### [DATA TO USE]
☆ ☆ ☆ ☆ ☆ ☆ ☆

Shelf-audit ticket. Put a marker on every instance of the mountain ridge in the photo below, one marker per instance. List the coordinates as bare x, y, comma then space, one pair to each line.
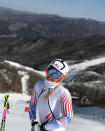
26, 24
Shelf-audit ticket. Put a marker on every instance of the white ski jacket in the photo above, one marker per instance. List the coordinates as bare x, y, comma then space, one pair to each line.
56, 111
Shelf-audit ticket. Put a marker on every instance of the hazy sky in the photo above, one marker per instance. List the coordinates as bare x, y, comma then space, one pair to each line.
94, 9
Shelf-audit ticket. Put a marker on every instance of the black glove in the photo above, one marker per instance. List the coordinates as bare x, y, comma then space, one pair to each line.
33, 123
42, 127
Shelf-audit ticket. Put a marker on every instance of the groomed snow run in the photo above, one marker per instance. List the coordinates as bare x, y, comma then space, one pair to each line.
18, 120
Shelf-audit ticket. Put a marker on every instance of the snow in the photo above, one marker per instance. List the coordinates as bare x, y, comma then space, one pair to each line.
18, 120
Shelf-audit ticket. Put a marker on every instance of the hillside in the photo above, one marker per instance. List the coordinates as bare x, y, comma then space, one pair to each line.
38, 52
15, 23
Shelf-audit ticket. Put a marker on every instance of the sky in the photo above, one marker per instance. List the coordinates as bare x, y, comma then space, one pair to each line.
93, 9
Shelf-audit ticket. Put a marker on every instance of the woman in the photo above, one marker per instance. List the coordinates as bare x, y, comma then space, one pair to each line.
53, 100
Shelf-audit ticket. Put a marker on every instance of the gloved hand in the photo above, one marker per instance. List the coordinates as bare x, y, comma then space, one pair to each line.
34, 122
42, 127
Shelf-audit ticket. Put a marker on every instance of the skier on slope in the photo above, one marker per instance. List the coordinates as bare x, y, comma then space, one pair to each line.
53, 100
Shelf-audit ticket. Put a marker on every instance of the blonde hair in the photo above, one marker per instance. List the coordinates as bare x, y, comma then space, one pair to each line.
52, 92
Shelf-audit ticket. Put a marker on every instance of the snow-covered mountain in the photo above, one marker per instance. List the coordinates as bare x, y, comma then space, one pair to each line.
85, 78
18, 120
84, 72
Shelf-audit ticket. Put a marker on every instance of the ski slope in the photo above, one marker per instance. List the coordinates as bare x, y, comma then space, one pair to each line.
18, 120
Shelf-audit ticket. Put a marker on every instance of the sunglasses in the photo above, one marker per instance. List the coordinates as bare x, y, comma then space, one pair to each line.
54, 72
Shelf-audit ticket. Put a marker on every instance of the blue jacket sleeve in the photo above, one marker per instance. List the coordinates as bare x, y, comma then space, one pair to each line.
33, 104
67, 113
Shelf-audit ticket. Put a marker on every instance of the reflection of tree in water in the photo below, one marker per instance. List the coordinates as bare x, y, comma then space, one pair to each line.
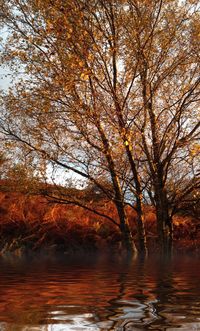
164, 291
130, 309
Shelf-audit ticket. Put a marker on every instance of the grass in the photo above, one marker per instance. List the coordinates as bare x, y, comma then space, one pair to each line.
30, 223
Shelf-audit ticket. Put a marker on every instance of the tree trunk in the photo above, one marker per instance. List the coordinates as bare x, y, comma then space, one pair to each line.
142, 242
127, 239
164, 222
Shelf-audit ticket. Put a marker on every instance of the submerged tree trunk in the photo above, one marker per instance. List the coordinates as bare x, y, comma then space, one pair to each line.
142, 242
127, 239
164, 222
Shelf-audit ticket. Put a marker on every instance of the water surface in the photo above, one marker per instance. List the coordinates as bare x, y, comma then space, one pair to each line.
98, 293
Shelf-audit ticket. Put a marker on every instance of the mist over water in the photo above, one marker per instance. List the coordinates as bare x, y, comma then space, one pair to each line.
100, 293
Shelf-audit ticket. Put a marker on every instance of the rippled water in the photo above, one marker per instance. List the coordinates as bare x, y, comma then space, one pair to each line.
100, 294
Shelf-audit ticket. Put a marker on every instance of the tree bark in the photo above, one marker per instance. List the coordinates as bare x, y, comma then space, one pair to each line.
164, 222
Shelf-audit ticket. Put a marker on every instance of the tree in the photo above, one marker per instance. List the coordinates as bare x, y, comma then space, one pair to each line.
108, 90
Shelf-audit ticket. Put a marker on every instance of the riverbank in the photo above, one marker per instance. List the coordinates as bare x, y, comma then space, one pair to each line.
31, 224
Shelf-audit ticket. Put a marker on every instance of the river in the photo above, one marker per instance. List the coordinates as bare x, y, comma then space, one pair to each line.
99, 293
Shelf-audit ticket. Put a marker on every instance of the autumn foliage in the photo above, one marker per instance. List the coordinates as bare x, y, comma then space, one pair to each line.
31, 223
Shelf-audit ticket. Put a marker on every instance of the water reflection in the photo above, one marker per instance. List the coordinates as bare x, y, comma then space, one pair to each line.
100, 294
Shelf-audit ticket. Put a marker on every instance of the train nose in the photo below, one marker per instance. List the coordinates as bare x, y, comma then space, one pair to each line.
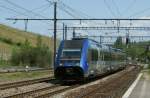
65, 73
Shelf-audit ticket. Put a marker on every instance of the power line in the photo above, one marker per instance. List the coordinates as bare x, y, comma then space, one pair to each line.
18, 6
116, 6
20, 13
139, 12
130, 6
109, 8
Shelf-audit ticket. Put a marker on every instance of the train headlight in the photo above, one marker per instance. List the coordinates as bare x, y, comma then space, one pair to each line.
60, 64
77, 64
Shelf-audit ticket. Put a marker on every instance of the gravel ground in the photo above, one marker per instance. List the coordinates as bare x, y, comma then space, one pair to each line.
10, 81
111, 85
12, 91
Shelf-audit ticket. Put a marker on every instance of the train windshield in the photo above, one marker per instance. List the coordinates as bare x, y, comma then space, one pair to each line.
71, 53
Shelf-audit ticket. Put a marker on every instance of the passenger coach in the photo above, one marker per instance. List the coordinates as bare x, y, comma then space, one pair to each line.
82, 58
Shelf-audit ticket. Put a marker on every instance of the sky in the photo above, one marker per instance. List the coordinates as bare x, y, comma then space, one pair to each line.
74, 9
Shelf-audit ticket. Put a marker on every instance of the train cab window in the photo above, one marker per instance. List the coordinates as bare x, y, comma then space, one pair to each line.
94, 54
71, 53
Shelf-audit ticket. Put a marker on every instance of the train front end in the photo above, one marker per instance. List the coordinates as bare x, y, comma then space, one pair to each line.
71, 61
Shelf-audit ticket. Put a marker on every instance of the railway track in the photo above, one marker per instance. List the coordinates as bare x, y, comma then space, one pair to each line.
15, 71
23, 83
43, 92
114, 87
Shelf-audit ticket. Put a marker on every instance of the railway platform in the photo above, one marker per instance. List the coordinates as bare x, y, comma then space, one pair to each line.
140, 88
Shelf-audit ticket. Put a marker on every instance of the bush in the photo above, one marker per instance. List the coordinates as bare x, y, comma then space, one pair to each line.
39, 56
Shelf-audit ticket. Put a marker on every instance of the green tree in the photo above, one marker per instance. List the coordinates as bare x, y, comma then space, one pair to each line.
118, 43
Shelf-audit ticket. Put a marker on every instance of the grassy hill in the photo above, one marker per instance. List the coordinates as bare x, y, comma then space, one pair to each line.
11, 37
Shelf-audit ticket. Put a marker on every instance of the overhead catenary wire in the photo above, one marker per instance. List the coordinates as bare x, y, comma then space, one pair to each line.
29, 11
116, 6
109, 8
130, 6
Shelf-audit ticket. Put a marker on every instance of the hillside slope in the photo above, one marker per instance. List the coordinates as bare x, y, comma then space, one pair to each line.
10, 35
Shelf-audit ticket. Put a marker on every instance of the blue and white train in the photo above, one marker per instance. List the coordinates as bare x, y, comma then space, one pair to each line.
82, 58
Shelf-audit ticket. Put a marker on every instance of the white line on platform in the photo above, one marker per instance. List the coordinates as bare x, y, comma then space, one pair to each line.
128, 92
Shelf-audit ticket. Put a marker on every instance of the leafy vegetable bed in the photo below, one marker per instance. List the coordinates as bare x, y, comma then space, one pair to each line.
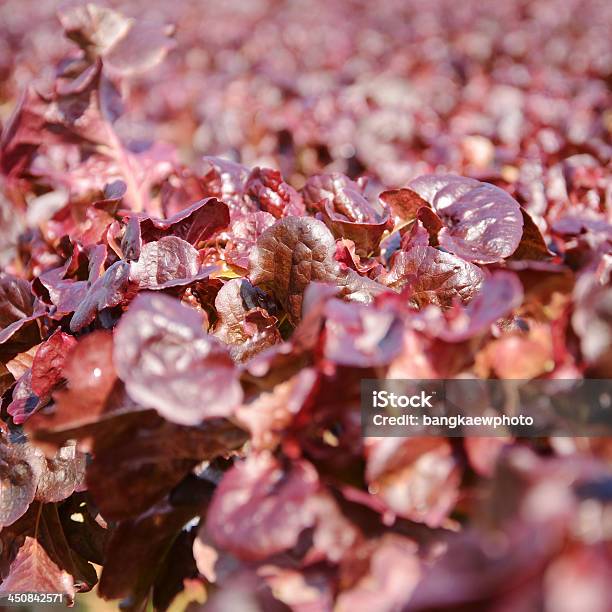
182, 343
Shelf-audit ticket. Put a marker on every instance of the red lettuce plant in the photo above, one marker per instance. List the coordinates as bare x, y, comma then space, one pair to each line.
182, 344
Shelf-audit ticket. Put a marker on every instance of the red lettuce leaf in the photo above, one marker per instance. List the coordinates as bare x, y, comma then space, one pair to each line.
483, 223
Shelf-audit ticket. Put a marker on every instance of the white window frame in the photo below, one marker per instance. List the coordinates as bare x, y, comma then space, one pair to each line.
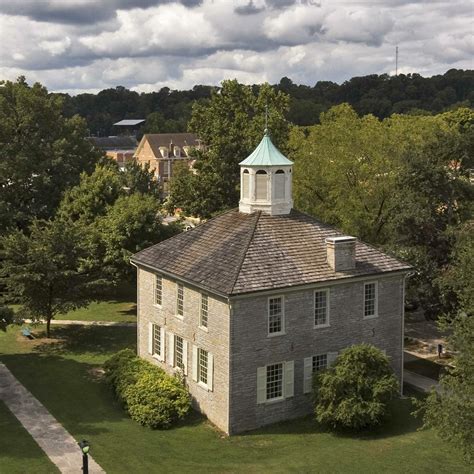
155, 287
282, 332
179, 287
328, 303
209, 386
376, 300
308, 371
288, 378
204, 327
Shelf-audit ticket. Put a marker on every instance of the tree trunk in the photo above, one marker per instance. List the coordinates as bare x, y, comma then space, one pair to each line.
48, 326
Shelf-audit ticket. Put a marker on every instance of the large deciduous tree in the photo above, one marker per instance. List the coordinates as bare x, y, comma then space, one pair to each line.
41, 153
230, 124
47, 271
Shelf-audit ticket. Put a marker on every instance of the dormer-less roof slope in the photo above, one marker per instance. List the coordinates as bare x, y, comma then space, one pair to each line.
237, 253
266, 154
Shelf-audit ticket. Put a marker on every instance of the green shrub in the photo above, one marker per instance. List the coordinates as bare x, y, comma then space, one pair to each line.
157, 402
354, 392
151, 397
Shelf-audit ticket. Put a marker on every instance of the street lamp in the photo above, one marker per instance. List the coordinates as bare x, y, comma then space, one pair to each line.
84, 445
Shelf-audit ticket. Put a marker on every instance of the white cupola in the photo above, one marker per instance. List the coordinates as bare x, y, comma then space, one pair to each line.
265, 180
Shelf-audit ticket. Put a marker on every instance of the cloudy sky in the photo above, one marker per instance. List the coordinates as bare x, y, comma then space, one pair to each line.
89, 45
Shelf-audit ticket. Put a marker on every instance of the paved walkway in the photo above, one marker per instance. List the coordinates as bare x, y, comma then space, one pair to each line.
53, 439
74, 322
420, 382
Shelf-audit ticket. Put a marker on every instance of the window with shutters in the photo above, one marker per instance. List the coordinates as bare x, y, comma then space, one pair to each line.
370, 300
274, 381
179, 299
158, 290
179, 352
276, 324
321, 308
204, 311
320, 362
203, 358
157, 343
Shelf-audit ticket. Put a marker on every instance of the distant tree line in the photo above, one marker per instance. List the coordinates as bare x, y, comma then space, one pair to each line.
382, 95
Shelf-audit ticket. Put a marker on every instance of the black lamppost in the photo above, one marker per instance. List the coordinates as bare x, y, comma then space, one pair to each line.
84, 445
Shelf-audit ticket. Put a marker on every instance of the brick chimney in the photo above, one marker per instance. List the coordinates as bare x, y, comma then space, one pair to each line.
341, 253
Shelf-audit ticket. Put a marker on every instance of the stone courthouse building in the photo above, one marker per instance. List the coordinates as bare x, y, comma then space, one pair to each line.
251, 303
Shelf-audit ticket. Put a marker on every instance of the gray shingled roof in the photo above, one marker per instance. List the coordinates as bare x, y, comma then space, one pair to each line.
237, 253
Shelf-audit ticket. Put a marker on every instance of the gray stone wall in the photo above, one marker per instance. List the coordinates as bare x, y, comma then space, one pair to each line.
215, 340
252, 348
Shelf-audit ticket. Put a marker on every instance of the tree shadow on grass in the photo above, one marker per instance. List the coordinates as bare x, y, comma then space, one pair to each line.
73, 339
399, 422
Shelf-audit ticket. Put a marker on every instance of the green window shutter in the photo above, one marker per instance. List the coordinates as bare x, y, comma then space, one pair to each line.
332, 356
195, 362
288, 378
150, 338
161, 355
210, 371
171, 349
308, 374
261, 384
185, 357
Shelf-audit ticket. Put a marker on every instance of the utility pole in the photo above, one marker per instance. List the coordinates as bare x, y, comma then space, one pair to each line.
396, 60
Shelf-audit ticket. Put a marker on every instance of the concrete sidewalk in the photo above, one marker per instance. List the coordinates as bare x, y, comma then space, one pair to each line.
420, 382
50, 435
75, 322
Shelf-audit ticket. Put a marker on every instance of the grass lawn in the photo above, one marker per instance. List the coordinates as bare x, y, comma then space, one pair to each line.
425, 367
62, 375
19, 452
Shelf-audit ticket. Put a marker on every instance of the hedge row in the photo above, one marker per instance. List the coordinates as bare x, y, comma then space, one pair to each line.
151, 396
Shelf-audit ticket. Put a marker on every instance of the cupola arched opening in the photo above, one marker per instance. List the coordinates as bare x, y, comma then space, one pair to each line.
280, 184
246, 184
261, 192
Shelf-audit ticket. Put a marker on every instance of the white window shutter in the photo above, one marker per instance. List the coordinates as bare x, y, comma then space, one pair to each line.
161, 355
171, 349
185, 357
150, 338
308, 374
194, 362
261, 384
210, 371
289, 379
332, 356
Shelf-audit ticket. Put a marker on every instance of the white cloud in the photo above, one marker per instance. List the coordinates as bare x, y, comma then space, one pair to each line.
147, 44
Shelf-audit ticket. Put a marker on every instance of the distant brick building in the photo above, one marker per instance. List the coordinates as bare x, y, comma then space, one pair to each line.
251, 303
162, 150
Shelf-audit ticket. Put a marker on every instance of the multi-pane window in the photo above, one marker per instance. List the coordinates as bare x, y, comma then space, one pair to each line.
204, 310
320, 362
203, 359
275, 315
157, 342
178, 352
158, 290
370, 300
274, 381
179, 300
321, 308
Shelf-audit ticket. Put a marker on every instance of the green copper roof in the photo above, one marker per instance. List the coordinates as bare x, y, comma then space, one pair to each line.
266, 154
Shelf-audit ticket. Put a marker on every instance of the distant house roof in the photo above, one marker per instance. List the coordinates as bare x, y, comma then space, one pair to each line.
266, 154
129, 122
168, 140
238, 253
114, 143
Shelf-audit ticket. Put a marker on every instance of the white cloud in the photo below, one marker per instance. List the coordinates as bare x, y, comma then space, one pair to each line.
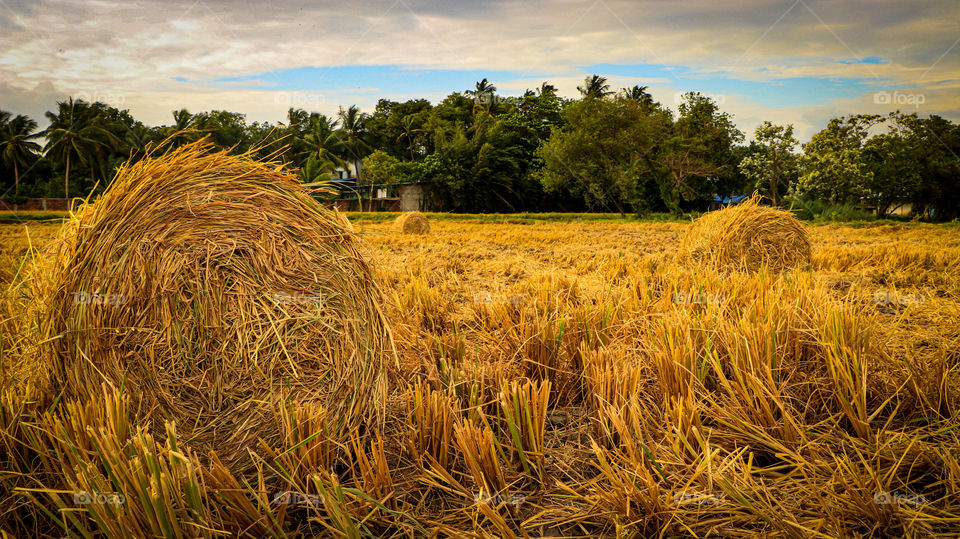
136, 50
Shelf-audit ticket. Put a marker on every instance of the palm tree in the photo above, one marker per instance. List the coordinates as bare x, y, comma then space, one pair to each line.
595, 86
18, 146
351, 135
319, 135
408, 131
75, 131
183, 131
640, 95
547, 89
483, 94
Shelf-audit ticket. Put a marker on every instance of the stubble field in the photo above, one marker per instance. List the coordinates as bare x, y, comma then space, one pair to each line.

☆ ☆ ☆ ☆ ☆ ☆ ☆

### [WHAT THE EXERCISE ASKS]
From the line that contains "the distant house" to the end of the material above, output every line exactly, both ends included, but leave out any pictures.

### [FINAL ANSWER]
Shelf-audit ticket. Put a marker on every instance of the distant house roof in the photo above, one marker per instance. List the coordinates as bare x, y, comma then space, one pair to each line.
266, 154
129, 122
168, 140
238, 253
114, 143
Shelf-audit ticket. Put a marker on every instance of the white cloud in the photo below, one marker per instance. List the coordinates as bare x, y, comma then space, one pair to each line.
136, 50
Shelf-audit ticket. Put a marker on every instance of the palm tree in the photo above, one marker per instance. List the coordinates as bare x, y, comma then space, one pair to each line.
595, 86
18, 146
351, 135
319, 135
408, 131
75, 131
183, 131
640, 95
547, 89
483, 94
Shelf-audit ticket. Put a marker on every instance of the stubble field in the photo above, one marker per instance. List the coordinates as bare x, y, comma then space, one pair to each line.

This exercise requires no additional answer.